Your instructions: Copy the entire listing below word for word, keeping every line as it stands.

────────────────────

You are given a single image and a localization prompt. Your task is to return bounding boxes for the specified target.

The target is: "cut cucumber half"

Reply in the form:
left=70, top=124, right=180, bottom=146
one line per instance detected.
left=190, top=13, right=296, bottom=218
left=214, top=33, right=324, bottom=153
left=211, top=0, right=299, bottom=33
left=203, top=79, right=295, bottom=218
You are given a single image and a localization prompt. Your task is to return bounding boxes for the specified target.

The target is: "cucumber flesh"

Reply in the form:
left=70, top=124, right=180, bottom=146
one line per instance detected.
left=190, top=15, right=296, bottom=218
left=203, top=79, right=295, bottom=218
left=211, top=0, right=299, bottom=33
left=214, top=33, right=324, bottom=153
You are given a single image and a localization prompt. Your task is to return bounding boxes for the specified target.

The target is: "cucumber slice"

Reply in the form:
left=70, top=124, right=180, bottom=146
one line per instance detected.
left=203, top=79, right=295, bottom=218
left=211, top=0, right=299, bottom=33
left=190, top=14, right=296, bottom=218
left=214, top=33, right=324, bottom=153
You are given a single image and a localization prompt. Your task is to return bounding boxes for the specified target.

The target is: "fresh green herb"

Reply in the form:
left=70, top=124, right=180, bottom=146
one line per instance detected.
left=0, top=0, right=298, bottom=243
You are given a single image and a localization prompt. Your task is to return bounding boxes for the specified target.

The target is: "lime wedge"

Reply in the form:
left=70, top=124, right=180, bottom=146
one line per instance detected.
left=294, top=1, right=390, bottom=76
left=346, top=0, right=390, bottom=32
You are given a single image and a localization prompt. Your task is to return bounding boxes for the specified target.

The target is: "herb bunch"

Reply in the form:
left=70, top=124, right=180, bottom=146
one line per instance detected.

────────────────────

Final answer:
You are given a single image and a localization prompt. Your task is to return bounding boxes for the specified target.

The target is: "cut cucumber half"

Reply in the form:
left=70, top=124, right=180, bottom=146
one line per instance detected.
left=190, top=13, right=296, bottom=218
left=214, top=33, right=324, bottom=153
left=211, top=0, right=299, bottom=33
left=203, top=79, right=295, bottom=218
You are given a single image and a localization prompt. Your task is to return bounding boxes for the specified target.

The target is: "cucumber flesh"

Reply in the form:
left=70, top=124, right=180, bottom=146
one line per instance detected.
left=190, top=15, right=296, bottom=218
left=203, top=79, right=295, bottom=218
left=211, top=0, right=299, bottom=33
left=214, top=33, right=324, bottom=153
You are given a single image and a localization prompt. Your task is to return bounding boxes for the specified target.

The target is: "cucumber slice"

Reply in the form:
left=70, top=124, right=180, bottom=146
one line per instance detected.
left=203, top=79, right=295, bottom=218
left=211, top=0, right=299, bottom=33
left=190, top=14, right=296, bottom=218
left=214, top=33, right=324, bottom=153
You are given a single image and a localization prompt. Your task is to return bounding boxes for the specified target.

The target is: "fresh green herb"

Reply in the form:
left=70, top=124, right=180, bottom=146
one line per instance detected.
left=0, top=0, right=298, bottom=243
You are given a single image and a localization prompt. Your task is to return bounding boxes for the specified target.

The target is: "lime wedge"

Reply in the form:
left=70, top=124, right=180, bottom=146
one line per instance detected.
left=294, top=1, right=390, bottom=76
left=346, top=0, right=390, bottom=32
You are given a single image and a localization prompt. Your task is to return bounding boxes for the specified target.

The target is: "herb bunch"

Reply in the form:
left=70, top=124, right=180, bottom=146
one line per instance detected.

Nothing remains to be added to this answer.